> _WORK REQUIRED_
List the questions that the text below on pitching AI work says its discovery calls ask.
___ DOCUMENT TEXT
So we don't open our pitches with the word. We don't even put it on the proposal sometimes.
Our discovery calls are about the unglamorous stuff. Where do orders fall through? Which task does your team avoid all week? What's the part of your job that wears you out? If a conversation produces an honest answer to one of those questions, that's the project. AI is a tool we might use to deliver it. It's not the headline.
Inside the work, we use it carefully. A triage agent that summarises and routes inbound enquiries. A reminder system that drafts polite, on-brand follow-ups for receivables. A small forecast model that pulls from the client's actual data, not a brochure-grade prediction. Every one of these does its job in the background. None of them ask the user to "embrace AI."
The result is, ironically, that the businesses we work with start trusting AI more than the ones who got it pitched to them at a conference. Because it does the boring work without bragging about it. Because it doesn't break and embarrass them. Because the first time they realise the system helped, it's usually because their inbox is empty at 8 PM.
This is, we think, how AI earns its place in real businesses outside the tech bubble. Quietly. Surgically. With humility about what it can and can't do. With evals, fallbacks, and a human in the loop wherever the stakes are real.
Sarawak's healthy scepticism isn't a problem we have to overcome. It's a quality we respect, and it has shaped a better way to ship. The bar is high. We're glad it's high.
______
___ DATA ENTRIES
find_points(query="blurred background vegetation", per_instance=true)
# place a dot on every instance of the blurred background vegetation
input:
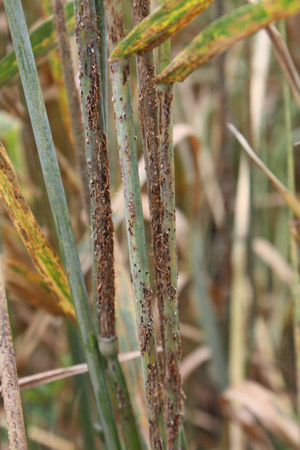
(233, 233)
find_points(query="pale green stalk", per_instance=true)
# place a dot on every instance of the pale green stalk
(87, 37)
(9, 378)
(73, 100)
(135, 227)
(294, 250)
(58, 202)
(169, 315)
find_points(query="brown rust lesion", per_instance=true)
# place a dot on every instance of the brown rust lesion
(98, 167)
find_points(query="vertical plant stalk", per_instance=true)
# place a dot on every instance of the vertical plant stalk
(9, 378)
(72, 95)
(148, 112)
(240, 295)
(293, 244)
(58, 202)
(98, 165)
(87, 38)
(135, 227)
(169, 309)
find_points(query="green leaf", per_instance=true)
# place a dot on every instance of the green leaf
(58, 202)
(42, 254)
(164, 22)
(43, 39)
(217, 37)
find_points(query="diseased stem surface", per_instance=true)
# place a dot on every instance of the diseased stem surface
(148, 111)
(98, 165)
(9, 378)
(72, 94)
(58, 202)
(135, 227)
(88, 42)
(169, 316)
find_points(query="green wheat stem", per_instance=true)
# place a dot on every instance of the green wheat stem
(169, 316)
(293, 244)
(87, 37)
(135, 227)
(9, 377)
(58, 202)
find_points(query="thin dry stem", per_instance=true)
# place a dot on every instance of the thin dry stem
(9, 378)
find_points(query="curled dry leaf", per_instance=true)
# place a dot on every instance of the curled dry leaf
(270, 255)
(288, 197)
(42, 254)
(165, 21)
(250, 403)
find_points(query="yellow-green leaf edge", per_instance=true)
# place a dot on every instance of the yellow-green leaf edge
(43, 39)
(217, 37)
(42, 254)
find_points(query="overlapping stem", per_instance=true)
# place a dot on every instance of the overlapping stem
(135, 227)
(9, 378)
(72, 94)
(169, 297)
(88, 42)
(148, 111)
(58, 202)
(98, 165)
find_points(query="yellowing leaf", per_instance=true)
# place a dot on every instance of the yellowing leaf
(231, 28)
(165, 21)
(289, 198)
(42, 254)
(42, 40)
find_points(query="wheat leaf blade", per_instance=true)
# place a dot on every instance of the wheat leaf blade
(43, 39)
(42, 254)
(164, 22)
(217, 37)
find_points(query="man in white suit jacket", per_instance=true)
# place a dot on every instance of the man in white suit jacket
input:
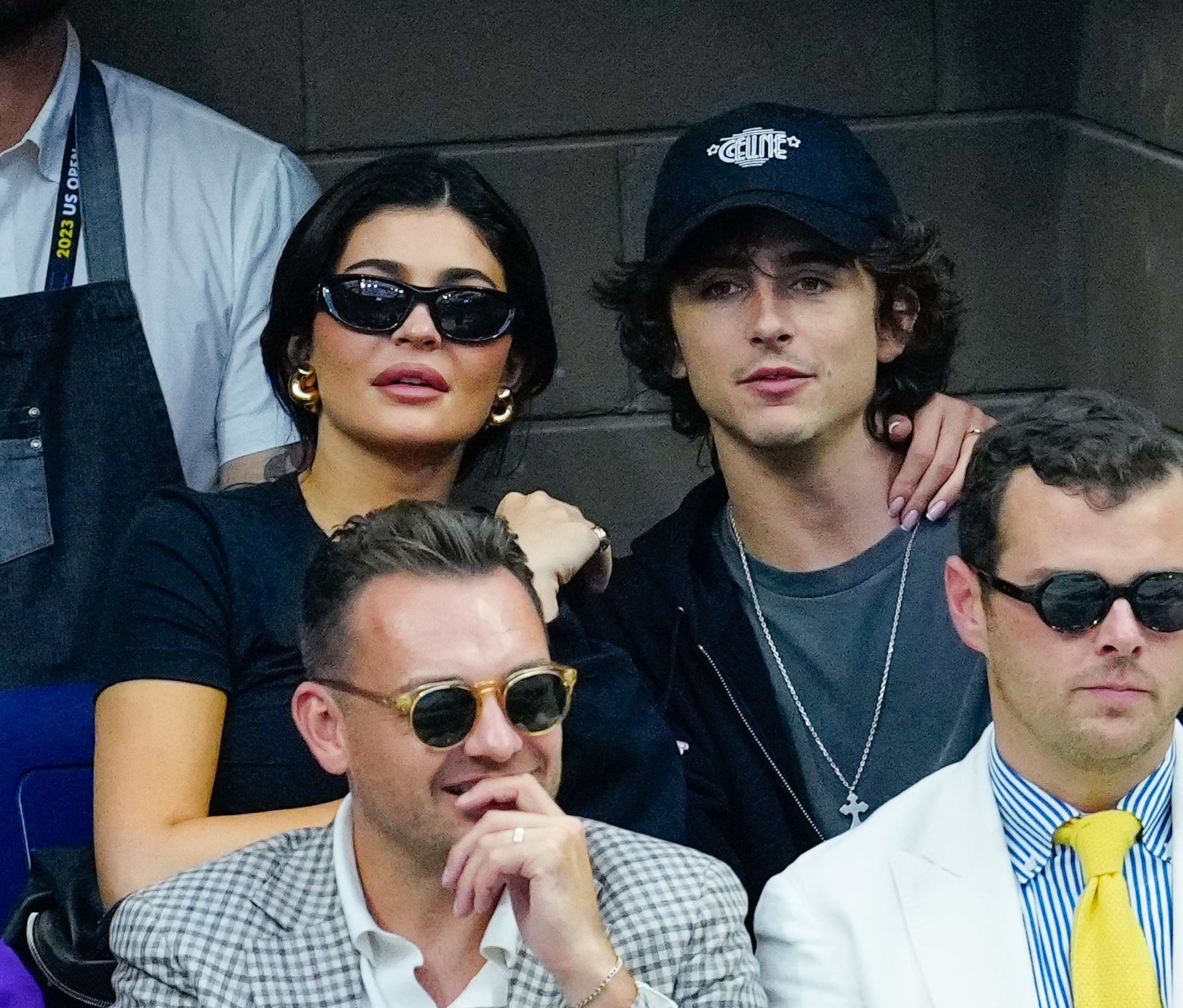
(924, 905)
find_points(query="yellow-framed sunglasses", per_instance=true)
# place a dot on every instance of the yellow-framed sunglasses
(535, 699)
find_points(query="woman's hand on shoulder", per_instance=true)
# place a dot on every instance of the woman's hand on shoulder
(943, 434)
(559, 542)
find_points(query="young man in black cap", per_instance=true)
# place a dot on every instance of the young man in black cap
(791, 616)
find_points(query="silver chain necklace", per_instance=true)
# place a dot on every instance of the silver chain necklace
______
> _TASK ANSWER_
- Where do orders fall through?
- Which task does your team avoid all week?
- What's the part of your job that wears you out?